=== Section Start ===

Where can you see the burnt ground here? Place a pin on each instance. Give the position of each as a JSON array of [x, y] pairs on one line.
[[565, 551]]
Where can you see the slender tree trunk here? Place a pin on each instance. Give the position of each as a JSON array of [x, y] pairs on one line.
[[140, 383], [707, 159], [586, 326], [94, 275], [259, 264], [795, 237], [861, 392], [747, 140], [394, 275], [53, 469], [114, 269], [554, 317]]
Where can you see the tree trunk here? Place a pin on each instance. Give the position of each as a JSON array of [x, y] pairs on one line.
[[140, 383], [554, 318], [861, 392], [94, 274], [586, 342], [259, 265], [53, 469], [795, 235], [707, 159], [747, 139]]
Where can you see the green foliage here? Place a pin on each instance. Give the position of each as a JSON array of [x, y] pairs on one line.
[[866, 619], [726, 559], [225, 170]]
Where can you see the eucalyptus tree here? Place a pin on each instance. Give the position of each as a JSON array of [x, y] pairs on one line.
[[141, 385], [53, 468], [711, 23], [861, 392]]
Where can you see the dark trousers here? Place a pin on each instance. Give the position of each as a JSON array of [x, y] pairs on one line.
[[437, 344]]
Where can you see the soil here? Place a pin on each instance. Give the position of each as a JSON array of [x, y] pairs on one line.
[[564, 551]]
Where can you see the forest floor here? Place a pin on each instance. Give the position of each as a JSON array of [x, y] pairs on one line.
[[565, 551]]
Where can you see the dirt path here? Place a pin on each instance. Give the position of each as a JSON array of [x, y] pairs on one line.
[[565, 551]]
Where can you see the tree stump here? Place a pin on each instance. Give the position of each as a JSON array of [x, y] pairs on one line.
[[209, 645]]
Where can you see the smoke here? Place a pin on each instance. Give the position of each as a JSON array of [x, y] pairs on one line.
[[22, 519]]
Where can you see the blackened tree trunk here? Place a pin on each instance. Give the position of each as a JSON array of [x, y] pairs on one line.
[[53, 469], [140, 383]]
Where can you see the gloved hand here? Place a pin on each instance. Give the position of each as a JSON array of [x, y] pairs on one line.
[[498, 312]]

=== Section End ===

### [Try it]
All lines from the one that contains "Where can you see the soil" to the last line above must be given again exactly, with both included and nothing added.

### [Task response]
Where can you see the soil here? Place a pin on each instance. Give the position of each as a JSON array of [x, y] pairs on one line.
[[564, 551]]
Where can you see the forest floor here? Place a pin on each instance. Give the position of each as a JSON array of [x, y] pairs on one line.
[[565, 551]]
Where can you see the dirt path here? Place a pin on each instance. Give the position of each as a JSON array of [x, y] pairs on one line.
[[565, 551]]
Where can you see the tree stump here? Place a pin on each instance. Give the position of each as a JSON array of [x, y] pairs on one line.
[[209, 645]]
Where can you see the smoke here? Place a pin on each instance. Give the position of each as a JSON array of [x, y] pairs on one line.
[[22, 519]]
Where can you see the blackened tree trunk here? Place a pin on each instance. Give the position of each as a JSON array of [x, y] pairs on one line.
[[53, 469], [140, 383]]
Where can you see the gloved hand here? Place a pin on each instance. Give the position of each as a JSON array of [x, y] pairs on one line.
[[498, 312]]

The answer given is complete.